■ Activities
• 1. Reproduce the passage on the nebulized magnesium sulphate trial word for word, from "The team collected" up to and including "relevant to us?".
• 2. In the passage on the nebulized magnesium sulphate trial, how many patients did the team randomize in total?

■ Given passage

____________________

The children were then randomised to receive either 3 consecutive nebulisers with albuterol + magnesium sulphate or albuterol + placebo. The placebo was identical in colour, smell, volume, taste and tonicity to the magnesium solution
The primary outcome was hospitalisation within 24hr of receiving therapy. Secondary outcomes were clinically significant changes in PRAM score or observations at up to 4hrs after randomisation, or the need for additional β2 agonists at up to 4hrs after randomisation.
And what did they find?
The team collected data from 7 PED departments over 8 years. During that time, they managed to randomise 818 patients, 409 to magnesium and 407 to placebo. 43.5% of patients receiving magnesium were hospitalised, compared to 47.7% of patients receiving placebo, which was not significant. There were no significant differences in any of the secondary outcomes.
Adverse outcomes were uncommon (36 in total across the arms), and generally not attributed to experimental therapy. All Serious Adverse Outcomes in the study were admission to PICU, and none were attributed to the experimental therapy.
So what does it all mean?
After finishing a paper, we tend to ask ourselves three questions:
Is the clinical question asked by this study relevant to us?
In a word, yes. Nebulised magnesium sulphate is a newer kid on the block, and the evidence for it prior to this trial was encouraging but weak. Good, well designed RCTs are the best way of assessing whether these therapies work, before they become entrenched and dogmatic.
Some may ask whether the primary outcome is relevant to us. Hospitalisation is a good primary outcome here. It’s binary, objective and therefore less susceptible to bias, leading us to be able to interpret the results more confidently. It should also be pointed out that none of the secondary outcomes showed any difference between the two arms.
Is the benefit big enough?
There was no benefit demonstrated in this study between the two arms. Though perhaps disappointing for the trial designers, it should be pointed out that negative trials are as important, if not more so than positive trials. Publication bias towards positive trials often lead clinicians into adopting novel therapies with shaky evidence bases, and it is important to provide balance when these therapies are proved ineffective. Often, with medicines with a fairly low side effect profile are studied, the temptation is to ask, what’s the harm? Well, consider the non-zero cost, non-zero impact on nursing time, pharmacy time, non-zero impact on evidence-based culture at your place of work, and zero benefit, and all of a sudden, the risk:benefit ratio tilts firmly towards harming not only your patient, but your other patients and your clinical practice.
Where does this fit in the context of other research?

____________________

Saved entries
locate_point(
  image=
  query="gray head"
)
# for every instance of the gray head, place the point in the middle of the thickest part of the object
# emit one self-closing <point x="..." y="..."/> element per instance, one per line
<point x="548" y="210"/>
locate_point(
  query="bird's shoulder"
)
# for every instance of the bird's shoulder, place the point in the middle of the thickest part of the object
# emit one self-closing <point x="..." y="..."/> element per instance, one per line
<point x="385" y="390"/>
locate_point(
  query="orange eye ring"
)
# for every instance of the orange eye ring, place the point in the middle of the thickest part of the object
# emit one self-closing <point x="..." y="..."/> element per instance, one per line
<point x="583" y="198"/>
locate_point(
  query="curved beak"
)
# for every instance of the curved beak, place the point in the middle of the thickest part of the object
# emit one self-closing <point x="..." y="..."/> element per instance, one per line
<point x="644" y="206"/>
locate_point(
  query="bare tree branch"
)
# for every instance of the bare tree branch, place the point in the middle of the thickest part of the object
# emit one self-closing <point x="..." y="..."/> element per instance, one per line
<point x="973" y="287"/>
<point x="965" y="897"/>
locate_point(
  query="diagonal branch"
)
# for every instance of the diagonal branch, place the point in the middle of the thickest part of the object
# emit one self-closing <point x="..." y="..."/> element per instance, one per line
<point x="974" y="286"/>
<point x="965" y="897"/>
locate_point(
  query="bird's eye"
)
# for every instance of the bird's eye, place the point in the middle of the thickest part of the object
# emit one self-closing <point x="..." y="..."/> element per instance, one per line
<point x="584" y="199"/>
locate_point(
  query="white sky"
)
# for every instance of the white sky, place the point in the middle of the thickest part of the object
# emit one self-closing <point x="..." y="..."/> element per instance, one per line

____________________

■ Outputs for the tasks
• 1.
The team collected data from 7 PED departments over 8 years. During that time, they managed to randomise 818 patients, 409 to magnesium and 407 to placebo. 43.5% of patients receiving magnesium were hospitalised, compared to 47.7% of patients receiving placebo, which was not significant. There were no significant differences in any of the secondary outcomes.
Adverse outcomes were uncommon (36 in total across the arms), and generally not attributed to experimental therapy. All Serious Adverse Outcomes in the study were admission to PICU, and none were attributed to the experimental therapy.
So what does it all mean?
After finishing a paper, we tend to ask ourselves three questions:
Is the clinical question asked by this study relevant to us?

• 2. 818 patients: 409 to magnesium and 407 to placebo.